What to do =
1 > Transcribe the passage of the DataGems overview starting at "- Enforce authentication" and ending at "and model development.".
2 > According to the DataGems overview, which formats can results be exported in?

Text below:

DataGems is a commercial-grade synthetic data generation platform that helps teams create high-quality structured datasets quickly, safely, and repeatedly.
It combines a Next.js full-stack app with Ratio1 CStore persistence and strict authentication to support auditable AI-data workflows for product, research, and regulated environments.
Production deployment: https://datagems.app
- Generate synthetic datasets with predictable quality using one model call per record.
- Keep full traceability of jobs, progress, outputs, and metrics in persistent storage.
- Enforce authentication and session control across all API and UI actions.
- Export usable results fast (JSON/CSV) for analytics, testing, and model development.
- Fit modern AI product teams that need delivery speed without compromising governance.

End of Text.
Given entries below:

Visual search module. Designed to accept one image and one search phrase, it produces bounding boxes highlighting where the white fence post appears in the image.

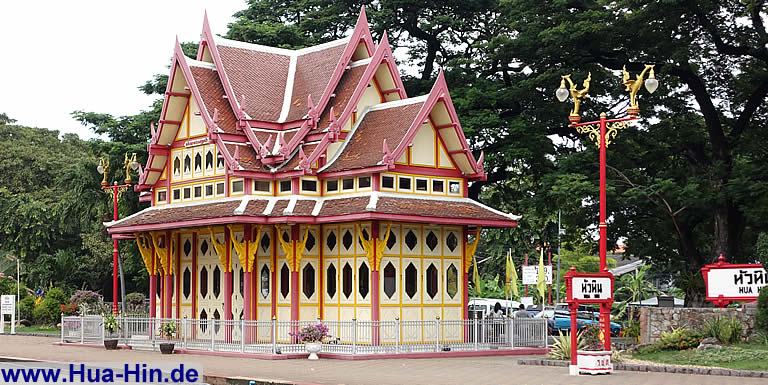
[507,318,515,348]
[395,317,402,353]
[208,318,216,351]
[240,319,245,353]
[272,316,277,354]
[181,317,188,349]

End of Given entries.

Response list =
1 >
- Enforce authentication and session control across all API and UI actions.
- Export usable results fast (JSON/CSV) for analytics, testing, and model development.

2 > JSON and CSV.